The request: Can you repeat the entries below word for word, starting at the line that contains "Check that each instance of the white beard" and ending at the line that contains "(1091, 278)", with both of those lines included and the pictures left out?

** start **

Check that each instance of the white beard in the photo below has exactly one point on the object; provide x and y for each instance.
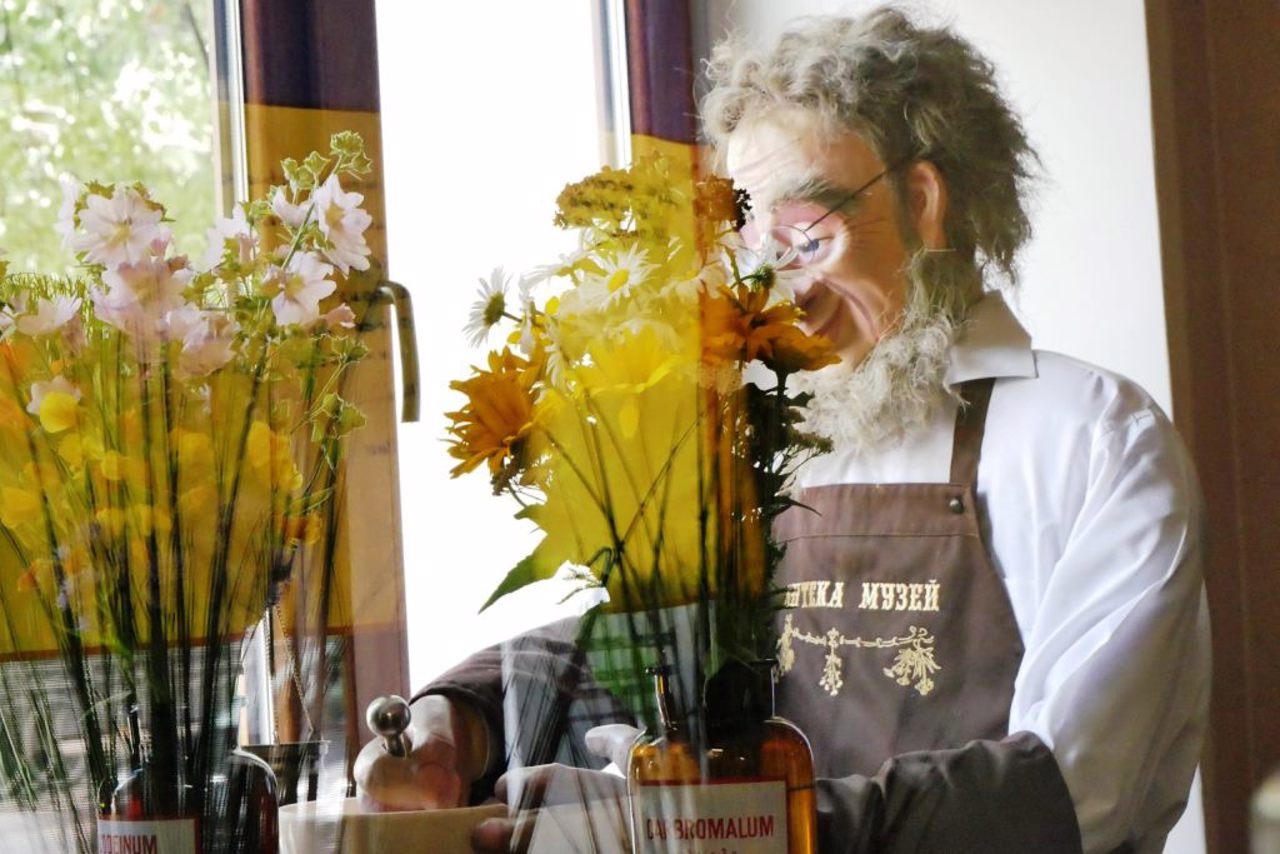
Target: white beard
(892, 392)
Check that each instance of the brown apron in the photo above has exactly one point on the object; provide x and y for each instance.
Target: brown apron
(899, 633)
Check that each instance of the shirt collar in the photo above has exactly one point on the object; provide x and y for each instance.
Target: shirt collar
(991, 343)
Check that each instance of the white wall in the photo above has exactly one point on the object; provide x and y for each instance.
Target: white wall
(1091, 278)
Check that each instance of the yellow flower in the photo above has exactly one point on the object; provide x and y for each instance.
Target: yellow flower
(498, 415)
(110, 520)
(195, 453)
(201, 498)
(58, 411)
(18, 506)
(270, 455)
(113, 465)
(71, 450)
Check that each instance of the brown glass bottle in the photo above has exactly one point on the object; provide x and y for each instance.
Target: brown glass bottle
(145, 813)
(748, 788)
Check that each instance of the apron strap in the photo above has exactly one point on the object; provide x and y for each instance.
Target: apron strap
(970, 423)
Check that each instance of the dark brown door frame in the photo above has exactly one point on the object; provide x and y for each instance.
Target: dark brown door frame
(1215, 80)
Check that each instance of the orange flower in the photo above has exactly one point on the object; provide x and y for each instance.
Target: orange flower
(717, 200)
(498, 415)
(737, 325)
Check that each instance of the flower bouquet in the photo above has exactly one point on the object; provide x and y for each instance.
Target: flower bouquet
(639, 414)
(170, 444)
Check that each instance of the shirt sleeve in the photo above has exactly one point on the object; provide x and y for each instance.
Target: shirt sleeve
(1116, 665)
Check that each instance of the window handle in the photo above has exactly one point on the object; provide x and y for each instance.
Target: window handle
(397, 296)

** end **
** start **

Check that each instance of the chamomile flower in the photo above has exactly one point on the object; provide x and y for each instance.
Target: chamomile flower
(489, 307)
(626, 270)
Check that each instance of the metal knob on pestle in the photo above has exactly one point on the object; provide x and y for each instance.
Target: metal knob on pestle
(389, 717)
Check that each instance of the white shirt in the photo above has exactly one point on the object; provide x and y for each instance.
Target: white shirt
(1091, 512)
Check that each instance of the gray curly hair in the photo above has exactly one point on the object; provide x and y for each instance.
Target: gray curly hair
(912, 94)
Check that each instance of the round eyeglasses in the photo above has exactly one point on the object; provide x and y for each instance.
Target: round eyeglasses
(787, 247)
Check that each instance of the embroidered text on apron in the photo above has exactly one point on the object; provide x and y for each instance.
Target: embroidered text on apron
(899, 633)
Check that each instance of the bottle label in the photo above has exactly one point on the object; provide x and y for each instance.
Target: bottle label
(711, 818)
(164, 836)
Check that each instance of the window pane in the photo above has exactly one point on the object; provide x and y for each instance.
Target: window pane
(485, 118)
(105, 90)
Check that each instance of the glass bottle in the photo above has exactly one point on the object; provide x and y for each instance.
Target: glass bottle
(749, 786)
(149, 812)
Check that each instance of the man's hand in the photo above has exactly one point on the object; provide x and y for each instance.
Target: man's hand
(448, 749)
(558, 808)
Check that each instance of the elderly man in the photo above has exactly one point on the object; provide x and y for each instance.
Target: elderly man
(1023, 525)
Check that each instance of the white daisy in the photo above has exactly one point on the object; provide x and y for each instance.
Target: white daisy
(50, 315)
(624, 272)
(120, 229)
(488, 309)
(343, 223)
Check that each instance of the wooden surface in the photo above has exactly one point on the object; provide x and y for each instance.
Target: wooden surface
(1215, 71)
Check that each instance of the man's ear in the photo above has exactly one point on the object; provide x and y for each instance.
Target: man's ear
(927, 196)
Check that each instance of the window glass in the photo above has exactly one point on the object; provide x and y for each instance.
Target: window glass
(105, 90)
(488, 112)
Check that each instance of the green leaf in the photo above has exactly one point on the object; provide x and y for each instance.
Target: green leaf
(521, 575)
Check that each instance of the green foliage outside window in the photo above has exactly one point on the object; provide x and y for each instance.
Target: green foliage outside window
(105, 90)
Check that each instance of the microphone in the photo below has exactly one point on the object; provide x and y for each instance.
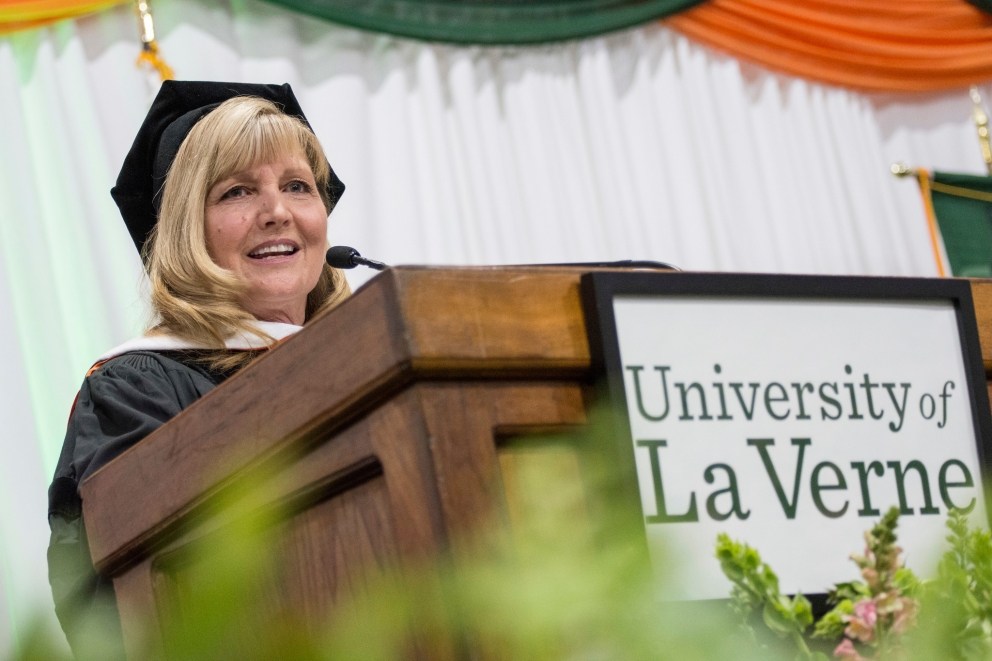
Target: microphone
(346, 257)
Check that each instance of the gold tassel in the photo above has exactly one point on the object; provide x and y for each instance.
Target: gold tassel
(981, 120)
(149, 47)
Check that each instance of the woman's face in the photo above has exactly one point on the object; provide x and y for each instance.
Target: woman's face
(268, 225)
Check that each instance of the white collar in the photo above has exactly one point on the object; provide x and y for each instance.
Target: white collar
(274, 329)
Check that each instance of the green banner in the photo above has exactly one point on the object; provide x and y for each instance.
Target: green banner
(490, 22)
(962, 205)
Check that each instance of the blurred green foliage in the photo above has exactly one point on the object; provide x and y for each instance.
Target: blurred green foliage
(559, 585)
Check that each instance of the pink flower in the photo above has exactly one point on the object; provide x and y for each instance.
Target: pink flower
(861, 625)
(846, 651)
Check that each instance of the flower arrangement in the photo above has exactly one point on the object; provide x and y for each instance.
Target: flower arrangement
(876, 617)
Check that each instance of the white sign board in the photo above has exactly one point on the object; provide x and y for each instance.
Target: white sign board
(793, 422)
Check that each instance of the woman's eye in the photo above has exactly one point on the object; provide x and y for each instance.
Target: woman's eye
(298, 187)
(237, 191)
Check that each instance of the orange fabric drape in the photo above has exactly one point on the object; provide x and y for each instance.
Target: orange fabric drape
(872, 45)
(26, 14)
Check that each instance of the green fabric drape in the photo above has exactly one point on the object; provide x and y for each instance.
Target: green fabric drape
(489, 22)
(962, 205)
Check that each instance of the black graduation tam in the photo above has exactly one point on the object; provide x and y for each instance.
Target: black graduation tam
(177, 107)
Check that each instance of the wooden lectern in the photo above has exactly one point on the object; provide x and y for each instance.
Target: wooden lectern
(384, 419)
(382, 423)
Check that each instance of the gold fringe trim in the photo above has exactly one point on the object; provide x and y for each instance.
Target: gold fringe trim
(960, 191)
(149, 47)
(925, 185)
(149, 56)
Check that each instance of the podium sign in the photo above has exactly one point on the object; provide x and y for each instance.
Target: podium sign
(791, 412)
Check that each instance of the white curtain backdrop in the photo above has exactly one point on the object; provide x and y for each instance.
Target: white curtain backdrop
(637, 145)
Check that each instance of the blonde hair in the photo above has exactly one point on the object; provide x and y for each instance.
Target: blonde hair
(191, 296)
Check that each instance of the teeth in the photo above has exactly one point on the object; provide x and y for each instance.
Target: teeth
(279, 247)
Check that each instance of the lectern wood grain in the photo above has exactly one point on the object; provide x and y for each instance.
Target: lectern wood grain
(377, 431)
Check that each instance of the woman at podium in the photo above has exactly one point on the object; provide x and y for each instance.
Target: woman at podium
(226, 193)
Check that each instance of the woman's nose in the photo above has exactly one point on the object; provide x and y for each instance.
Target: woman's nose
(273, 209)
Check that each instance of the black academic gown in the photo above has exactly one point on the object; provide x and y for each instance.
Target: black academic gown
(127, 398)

** end **

Written reply:
Check that each instance of the white beard in the photo below has exactly one point on the object; provide x and y for each instance.
Target: white beard
(892, 392)
Check that each instance of the brown apron in the photo above has exactly one point on the object; provide x and y for each instance.
Target: brown apron
(899, 633)
Check that each instance of the shirt collar in the photo above has exactly one point on the object; provide x and y for each instance.
Target: shirt collar
(991, 343)
Check that each instance of the white wall in the photo above has exactly one point on the object; provide x and y for each instance.
Target: white wall
(1091, 278)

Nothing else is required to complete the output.